#### SUPPLIED RECORDS ####
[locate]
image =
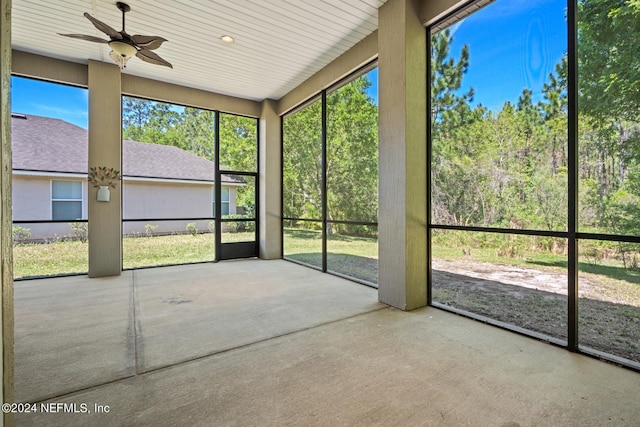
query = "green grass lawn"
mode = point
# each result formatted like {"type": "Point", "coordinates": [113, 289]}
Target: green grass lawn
{"type": "Point", "coordinates": [70, 257]}
{"type": "Point", "coordinates": [352, 256]}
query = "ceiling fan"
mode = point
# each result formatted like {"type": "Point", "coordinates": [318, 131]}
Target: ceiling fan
{"type": "Point", "coordinates": [123, 45]}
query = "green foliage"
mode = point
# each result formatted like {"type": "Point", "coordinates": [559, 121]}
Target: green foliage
{"type": "Point", "coordinates": [608, 37]}
{"type": "Point", "coordinates": [20, 234]}
{"type": "Point", "coordinates": [80, 231]}
{"type": "Point", "coordinates": [239, 226]}
{"type": "Point", "coordinates": [192, 228]}
{"type": "Point", "coordinates": [149, 229]}
{"type": "Point", "coordinates": [352, 158]}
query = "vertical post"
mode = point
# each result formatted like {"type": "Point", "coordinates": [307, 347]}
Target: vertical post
{"type": "Point", "coordinates": [572, 152]}
{"type": "Point", "coordinates": [325, 211]}
{"type": "Point", "coordinates": [6, 247]}
{"type": "Point", "coordinates": [429, 120]}
{"type": "Point", "coordinates": [217, 186]}
{"type": "Point", "coordinates": [270, 182]}
{"type": "Point", "coordinates": [105, 149]}
{"type": "Point", "coordinates": [402, 125]}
####
**TASK DETAILS:** Return all lines from the entries that contain the string "like".

**RESPONSE AREA:**
# each result formatted like {"type": "Point", "coordinates": [113, 289]}
# each result formatted like {"type": "Point", "coordinates": [318, 131]}
# each result formatted like {"type": "Point", "coordinates": [559, 121]}
# each result formatted like {"type": "Point", "coordinates": [307, 347]}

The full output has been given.